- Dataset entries
▶

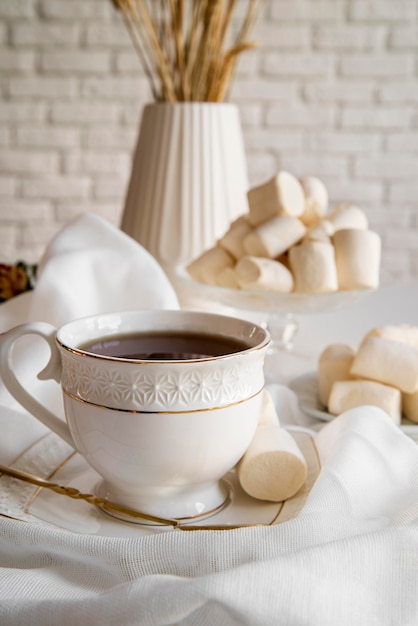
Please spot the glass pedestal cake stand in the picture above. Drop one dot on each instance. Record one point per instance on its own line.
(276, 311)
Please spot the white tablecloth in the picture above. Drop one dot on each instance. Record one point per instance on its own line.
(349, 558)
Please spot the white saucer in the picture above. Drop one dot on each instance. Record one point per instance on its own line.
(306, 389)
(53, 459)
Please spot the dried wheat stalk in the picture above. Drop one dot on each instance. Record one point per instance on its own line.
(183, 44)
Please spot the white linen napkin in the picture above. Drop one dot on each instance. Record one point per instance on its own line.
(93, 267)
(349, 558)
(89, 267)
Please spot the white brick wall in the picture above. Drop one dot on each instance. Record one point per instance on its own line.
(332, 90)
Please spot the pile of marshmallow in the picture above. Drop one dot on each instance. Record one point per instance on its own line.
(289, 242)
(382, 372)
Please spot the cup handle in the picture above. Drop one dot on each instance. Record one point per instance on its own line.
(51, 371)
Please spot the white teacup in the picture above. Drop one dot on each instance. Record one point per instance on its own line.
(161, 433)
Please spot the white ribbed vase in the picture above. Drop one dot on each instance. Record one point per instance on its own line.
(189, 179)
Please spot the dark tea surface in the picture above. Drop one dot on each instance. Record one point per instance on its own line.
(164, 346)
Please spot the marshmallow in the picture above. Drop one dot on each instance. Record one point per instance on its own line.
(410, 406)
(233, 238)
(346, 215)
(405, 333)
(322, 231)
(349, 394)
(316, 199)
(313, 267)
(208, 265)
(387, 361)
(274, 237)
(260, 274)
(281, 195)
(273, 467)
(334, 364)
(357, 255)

◀

Only the lines from the one with "Please spot the cup" through the end of the material are wanted; copy them exactly, both ends included.

Please spot the cup handle in the picture above. Drop one dot on each instance. Record one point per instance on its own line.
(51, 371)
Please spot the white teacup in the picture above. Drop one dot on each instance. Record one point per instance on its own line.
(161, 433)
Please spot the white ribbed vase in the picture above. Drop one dot on each instance. Record one point per instance on its own line.
(189, 179)
Please spot the dark tea surface in the picture above. Drop one dot on each instance. Record one point per instance on its own line.
(164, 346)
Please spot the marshmallow in the picture above. Drop one dot on each instance. Record one point per instance on its own line.
(410, 406)
(233, 238)
(346, 215)
(405, 333)
(322, 231)
(349, 394)
(316, 199)
(313, 267)
(208, 265)
(387, 361)
(274, 237)
(260, 274)
(281, 195)
(273, 467)
(334, 364)
(357, 255)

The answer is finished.